AIM OF THE TASK.
In the passage below about an industry analysts' working group, what did one analyst tear a small corner off to make a point?

PASSAGE SHOWN.
* * *

Had a chance to attend an industry analysts’ working group. Stars from competing companies met in a special forum to get a better picture of where their profession is going.
First symptom is the explosion of casual data. Their customers see it all around them and want to know how it relates to the professional information they are buying. The short answer is, it doesn’t.
Data is not analysis. Analysis is verifying accuracy and providing context. Figuring out what to ignore is an important part of professional analysis.
But analysts are getting overwhelmed with random data, and anything a customer finds is more valuable to that customer than a professionally curated product.
One analyst tore a small corner off a sugar packet and dropped in the middle of a 16 by 6 foot conference table. “This table is what is publicly available, and this scrap of paper is what our processes allow us to analyze.”
One further comment was that scrap of paper should be cut into pieces representing the processes of the competing organizations.
Customers want their scraps validated, but they sure don’t want to do the work of validation. That’s what they are paying for, usually on a carefully predefined cost basis. ...and other duties as assigned is now desired in that same price. Open source scope creep.
So a first solution is to loosen the vetting procedure to allow significantly more throughput, perhaps using casual data in that process in some way.
A couple of days after the meeting, I remembered the the story of J. P. Morgan’s guidelines for purchasing services, “I don’t want a lawyer who tells me what I can’t do. I hire a lawyer to tell me how I can do what I want to do! ”
Perhaps a solution is bringing the customer behind the curtain, to better understand what they are buying and why.

* * *

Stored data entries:
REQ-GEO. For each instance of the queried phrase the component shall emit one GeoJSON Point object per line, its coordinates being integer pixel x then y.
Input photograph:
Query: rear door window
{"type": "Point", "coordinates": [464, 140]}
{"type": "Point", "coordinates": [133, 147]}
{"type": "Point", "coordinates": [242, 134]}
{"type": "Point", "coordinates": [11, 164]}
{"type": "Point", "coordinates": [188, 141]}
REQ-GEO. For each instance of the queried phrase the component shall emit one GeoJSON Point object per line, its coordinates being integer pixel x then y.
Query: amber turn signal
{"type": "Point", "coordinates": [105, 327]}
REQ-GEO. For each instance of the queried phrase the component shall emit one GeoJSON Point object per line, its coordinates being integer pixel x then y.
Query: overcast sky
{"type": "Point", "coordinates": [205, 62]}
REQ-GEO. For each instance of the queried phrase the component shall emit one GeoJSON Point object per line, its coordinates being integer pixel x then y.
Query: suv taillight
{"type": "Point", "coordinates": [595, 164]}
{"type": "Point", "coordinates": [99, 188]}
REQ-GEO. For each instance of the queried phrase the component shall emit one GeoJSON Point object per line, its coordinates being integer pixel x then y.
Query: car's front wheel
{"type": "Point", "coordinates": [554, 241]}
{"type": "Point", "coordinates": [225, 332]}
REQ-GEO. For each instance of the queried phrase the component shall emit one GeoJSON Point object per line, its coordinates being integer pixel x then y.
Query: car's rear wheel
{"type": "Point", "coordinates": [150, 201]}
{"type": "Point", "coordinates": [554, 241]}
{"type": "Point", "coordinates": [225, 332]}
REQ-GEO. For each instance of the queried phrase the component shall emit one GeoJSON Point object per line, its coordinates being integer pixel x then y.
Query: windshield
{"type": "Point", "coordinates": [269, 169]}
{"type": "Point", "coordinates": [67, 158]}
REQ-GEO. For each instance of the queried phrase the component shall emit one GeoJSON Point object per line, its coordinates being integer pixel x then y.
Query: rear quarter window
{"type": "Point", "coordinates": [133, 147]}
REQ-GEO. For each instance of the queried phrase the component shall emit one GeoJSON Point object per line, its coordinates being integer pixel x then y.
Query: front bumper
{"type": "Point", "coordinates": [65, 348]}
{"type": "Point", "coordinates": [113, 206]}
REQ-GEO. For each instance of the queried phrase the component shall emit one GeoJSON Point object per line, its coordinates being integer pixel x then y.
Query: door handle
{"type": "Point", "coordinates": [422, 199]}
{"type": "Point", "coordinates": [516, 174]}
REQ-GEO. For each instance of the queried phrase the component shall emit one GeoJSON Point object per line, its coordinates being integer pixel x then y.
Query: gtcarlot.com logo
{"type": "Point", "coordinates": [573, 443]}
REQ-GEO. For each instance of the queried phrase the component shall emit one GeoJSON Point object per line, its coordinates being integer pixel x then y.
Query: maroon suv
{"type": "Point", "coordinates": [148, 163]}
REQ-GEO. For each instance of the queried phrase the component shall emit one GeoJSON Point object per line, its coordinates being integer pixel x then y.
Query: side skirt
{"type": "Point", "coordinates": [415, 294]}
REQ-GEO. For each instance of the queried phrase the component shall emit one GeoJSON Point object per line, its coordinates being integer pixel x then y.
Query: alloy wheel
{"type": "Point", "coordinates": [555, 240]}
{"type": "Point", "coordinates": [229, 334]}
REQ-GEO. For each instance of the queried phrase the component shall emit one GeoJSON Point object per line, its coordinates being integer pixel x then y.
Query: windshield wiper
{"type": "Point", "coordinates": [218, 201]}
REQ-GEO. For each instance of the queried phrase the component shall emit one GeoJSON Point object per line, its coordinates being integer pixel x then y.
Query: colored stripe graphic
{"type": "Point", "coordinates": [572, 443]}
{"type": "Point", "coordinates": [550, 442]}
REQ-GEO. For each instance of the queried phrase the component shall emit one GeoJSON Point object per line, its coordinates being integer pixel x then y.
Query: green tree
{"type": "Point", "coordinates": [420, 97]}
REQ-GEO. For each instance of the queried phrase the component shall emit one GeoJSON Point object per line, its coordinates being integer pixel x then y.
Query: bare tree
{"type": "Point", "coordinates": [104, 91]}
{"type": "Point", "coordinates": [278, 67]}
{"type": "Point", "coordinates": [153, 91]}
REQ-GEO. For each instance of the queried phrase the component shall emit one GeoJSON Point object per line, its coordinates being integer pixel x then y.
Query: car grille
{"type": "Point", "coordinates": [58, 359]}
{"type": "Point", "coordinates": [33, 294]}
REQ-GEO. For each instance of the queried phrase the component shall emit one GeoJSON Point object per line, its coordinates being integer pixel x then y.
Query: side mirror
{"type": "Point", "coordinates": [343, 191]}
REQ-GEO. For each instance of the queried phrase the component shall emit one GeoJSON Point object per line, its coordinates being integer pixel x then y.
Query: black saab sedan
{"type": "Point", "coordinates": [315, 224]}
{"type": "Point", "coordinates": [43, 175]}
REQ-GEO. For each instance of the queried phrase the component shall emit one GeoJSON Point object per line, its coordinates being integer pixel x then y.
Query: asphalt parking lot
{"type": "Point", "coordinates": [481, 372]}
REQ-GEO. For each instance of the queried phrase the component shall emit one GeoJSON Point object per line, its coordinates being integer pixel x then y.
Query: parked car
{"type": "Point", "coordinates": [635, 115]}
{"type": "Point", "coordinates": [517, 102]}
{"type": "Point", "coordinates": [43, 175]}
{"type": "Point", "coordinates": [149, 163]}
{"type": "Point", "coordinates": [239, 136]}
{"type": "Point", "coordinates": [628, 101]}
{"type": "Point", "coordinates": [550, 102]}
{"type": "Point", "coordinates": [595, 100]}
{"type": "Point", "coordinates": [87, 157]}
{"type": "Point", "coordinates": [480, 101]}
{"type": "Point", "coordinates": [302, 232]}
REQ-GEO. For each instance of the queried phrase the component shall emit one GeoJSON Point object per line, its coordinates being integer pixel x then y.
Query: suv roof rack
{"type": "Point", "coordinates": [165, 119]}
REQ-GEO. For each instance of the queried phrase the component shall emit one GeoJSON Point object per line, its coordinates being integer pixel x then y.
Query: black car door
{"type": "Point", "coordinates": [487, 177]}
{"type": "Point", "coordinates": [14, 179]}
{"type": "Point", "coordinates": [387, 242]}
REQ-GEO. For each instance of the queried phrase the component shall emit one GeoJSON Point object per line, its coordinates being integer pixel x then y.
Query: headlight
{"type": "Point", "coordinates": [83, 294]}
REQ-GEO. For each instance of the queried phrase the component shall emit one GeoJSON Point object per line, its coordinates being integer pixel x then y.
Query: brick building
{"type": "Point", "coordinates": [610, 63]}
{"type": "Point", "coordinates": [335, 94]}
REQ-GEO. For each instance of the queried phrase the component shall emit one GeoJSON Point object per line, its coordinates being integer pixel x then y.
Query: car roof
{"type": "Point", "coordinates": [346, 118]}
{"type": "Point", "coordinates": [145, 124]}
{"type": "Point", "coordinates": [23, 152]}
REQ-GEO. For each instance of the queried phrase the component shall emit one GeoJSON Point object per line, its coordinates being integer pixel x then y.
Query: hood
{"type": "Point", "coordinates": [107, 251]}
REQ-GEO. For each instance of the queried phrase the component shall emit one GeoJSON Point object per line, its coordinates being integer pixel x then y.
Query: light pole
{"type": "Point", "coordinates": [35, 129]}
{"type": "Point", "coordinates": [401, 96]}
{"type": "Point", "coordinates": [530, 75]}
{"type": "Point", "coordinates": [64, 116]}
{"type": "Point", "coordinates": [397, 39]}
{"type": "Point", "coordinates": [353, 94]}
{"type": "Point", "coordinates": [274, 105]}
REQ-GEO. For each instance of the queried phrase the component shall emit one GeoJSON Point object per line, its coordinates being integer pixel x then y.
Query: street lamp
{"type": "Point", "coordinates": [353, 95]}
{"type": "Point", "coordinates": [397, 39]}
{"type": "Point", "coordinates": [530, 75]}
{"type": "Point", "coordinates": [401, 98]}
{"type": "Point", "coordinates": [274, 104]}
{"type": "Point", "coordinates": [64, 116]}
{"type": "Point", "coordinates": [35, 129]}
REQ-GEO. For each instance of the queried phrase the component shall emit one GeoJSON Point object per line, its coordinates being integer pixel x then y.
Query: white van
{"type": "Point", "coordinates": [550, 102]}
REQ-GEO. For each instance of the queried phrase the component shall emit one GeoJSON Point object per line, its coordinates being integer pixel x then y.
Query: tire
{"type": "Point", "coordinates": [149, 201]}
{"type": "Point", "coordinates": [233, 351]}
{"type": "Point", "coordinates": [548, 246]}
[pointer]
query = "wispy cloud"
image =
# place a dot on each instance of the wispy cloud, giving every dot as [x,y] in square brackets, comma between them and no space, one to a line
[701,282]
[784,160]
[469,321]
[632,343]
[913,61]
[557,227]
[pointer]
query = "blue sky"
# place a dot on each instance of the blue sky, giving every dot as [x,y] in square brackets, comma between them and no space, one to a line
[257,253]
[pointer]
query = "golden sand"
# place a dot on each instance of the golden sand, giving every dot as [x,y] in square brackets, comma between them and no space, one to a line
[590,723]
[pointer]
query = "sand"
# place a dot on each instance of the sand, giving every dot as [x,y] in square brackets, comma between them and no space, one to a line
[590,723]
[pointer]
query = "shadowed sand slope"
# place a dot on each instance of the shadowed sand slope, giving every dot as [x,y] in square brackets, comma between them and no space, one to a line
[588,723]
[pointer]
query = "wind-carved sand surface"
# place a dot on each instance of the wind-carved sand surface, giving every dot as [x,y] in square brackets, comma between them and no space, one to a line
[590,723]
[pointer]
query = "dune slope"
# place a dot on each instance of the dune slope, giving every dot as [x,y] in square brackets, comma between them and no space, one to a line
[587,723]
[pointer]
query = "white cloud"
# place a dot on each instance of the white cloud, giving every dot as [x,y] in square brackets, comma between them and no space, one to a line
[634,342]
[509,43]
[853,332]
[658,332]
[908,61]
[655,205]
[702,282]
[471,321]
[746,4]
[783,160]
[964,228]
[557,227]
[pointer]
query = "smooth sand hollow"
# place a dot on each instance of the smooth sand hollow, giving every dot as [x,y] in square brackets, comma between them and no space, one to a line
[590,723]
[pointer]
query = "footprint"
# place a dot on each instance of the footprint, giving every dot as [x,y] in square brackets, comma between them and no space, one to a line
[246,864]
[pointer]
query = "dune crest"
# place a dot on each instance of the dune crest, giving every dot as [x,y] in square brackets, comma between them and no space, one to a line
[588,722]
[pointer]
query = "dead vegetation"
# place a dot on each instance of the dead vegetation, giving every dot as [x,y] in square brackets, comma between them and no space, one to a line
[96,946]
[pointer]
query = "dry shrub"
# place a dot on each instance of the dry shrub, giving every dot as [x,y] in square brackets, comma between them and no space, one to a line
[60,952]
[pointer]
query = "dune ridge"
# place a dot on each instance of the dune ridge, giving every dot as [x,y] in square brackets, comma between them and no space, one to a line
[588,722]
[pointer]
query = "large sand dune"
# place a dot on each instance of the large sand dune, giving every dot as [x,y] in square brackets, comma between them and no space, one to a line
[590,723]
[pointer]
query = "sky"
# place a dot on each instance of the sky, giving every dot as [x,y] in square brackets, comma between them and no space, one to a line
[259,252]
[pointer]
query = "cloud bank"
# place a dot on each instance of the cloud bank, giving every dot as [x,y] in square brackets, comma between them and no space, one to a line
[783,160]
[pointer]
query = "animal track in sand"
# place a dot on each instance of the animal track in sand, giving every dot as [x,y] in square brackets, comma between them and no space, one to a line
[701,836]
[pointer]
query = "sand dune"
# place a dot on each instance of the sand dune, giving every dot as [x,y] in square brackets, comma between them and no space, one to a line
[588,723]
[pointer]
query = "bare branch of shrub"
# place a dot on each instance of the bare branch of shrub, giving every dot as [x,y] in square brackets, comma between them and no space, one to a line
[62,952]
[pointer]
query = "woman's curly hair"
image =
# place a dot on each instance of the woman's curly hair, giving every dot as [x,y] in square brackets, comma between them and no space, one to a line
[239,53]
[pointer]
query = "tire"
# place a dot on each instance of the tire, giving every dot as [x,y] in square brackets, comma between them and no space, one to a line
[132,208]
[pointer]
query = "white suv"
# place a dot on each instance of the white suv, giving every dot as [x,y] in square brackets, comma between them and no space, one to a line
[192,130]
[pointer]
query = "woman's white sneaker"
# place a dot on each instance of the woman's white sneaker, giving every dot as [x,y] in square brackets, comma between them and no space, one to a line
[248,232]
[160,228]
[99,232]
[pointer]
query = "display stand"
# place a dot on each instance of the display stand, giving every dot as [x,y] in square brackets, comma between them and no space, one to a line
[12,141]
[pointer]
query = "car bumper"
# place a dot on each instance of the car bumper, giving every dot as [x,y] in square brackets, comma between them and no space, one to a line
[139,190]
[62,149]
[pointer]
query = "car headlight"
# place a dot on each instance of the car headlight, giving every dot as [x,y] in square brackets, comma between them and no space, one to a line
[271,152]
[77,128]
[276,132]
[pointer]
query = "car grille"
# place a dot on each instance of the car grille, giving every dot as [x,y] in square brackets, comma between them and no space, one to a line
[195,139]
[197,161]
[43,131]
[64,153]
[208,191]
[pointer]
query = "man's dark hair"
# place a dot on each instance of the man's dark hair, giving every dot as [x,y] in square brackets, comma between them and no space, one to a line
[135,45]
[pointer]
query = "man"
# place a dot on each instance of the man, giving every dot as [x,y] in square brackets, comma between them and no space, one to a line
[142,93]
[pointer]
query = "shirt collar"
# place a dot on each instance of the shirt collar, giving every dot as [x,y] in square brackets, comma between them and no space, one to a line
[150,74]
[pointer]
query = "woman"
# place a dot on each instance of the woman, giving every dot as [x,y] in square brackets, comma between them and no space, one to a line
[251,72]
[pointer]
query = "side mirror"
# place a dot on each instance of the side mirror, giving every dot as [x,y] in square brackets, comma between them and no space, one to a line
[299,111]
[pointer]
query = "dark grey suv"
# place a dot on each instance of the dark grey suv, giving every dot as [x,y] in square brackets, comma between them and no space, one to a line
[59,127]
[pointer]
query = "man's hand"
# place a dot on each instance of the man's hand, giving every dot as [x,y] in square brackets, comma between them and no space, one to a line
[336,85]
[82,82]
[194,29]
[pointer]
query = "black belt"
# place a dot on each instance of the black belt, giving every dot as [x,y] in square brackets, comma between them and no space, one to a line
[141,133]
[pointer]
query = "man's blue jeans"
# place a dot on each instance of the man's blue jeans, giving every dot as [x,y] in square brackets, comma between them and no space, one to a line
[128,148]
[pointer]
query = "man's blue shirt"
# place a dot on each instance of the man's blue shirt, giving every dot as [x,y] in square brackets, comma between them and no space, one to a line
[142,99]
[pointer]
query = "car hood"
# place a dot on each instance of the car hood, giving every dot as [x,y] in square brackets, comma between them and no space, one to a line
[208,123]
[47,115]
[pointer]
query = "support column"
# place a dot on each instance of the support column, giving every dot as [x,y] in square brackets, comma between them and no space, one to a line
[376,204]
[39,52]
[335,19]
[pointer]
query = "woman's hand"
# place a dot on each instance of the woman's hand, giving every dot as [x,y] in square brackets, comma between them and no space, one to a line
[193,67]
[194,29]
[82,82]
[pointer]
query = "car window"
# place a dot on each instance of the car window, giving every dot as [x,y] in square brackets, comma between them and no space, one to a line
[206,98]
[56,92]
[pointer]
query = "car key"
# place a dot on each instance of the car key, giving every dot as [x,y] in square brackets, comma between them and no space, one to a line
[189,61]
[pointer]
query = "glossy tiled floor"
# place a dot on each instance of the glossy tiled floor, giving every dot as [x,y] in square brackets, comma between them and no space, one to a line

* * *

SOLUTION TO THIS EXERCISE.
A sugar packet.